→ **Task prompt**: Write out the data once more, exactly as it reads.

|---|

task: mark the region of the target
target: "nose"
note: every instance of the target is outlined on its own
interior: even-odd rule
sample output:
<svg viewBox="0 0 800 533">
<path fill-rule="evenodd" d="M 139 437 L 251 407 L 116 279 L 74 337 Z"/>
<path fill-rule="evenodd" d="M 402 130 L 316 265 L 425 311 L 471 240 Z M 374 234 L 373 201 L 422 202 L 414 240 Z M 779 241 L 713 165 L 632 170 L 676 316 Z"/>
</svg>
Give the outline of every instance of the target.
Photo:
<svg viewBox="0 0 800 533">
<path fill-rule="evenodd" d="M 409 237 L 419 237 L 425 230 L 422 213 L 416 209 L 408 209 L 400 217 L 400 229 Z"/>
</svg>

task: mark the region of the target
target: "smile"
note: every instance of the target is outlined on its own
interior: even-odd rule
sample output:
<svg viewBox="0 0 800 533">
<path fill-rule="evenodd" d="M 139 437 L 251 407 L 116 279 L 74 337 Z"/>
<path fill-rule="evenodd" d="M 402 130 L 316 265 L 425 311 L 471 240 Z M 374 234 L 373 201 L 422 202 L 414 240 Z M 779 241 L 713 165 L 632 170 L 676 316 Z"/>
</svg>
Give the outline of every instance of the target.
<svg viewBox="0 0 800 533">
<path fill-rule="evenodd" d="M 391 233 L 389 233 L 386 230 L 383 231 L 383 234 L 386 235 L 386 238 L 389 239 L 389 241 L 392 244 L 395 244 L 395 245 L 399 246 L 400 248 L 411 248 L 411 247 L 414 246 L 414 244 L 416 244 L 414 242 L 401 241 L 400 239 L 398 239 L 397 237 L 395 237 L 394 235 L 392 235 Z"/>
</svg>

|---|

→ **Written reply**:
task: mark the region of the target
target: "nose"
note: every instance of the target is outlined on its own
interior: even-odd rule
sample output:
<svg viewBox="0 0 800 533">
<path fill-rule="evenodd" d="M 139 437 L 251 407 L 116 279 L 74 337 Z"/>
<path fill-rule="evenodd" d="M 402 130 L 316 265 L 425 311 L 471 240 Z M 374 234 L 373 201 L 422 202 L 414 240 Z M 779 241 L 713 165 L 632 170 L 676 316 Z"/>
</svg>
Give the outline of every instance of the target.
Photo:
<svg viewBox="0 0 800 533">
<path fill-rule="evenodd" d="M 409 237 L 419 237 L 425 230 L 422 213 L 416 209 L 408 209 L 400 217 L 400 229 Z"/>
</svg>

task: mark the region of the target
target: "smile"
note: every instance of the target is outlined on its own
interior: even-odd rule
sample output:
<svg viewBox="0 0 800 533">
<path fill-rule="evenodd" d="M 139 437 L 251 407 L 116 279 L 74 337 Z"/>
<path fill-rule="evenodd" d="M 402 130 L 316 265 L 425 311 L 471 240 Z M 374 234 L 373 201 L 422 202 L 414 240 Z M 779 241 L 713 165 L 632 170 L 676 316 Z"/>
</svg>
Give the outline of every instance of the target.
<svg viewBox="0 0 800 533">
<path fill-rule="evenodd" d="M 391 233 L 389 233 L 386 230 L 383 231 L 383 234 L 386 235 L 386 238 L 389 239 L 389 241 L 392 244 L 395 244 L 395 245 L 399 246 L 400 248 L 411 248 L 411 247 L 414 246 L 414 244 L 416 244 L 414 242 L 401 241 L 400 239 L 398 239 L 397 237 L 395 237 L 394 235 L 392 235 Z"/>
</svg>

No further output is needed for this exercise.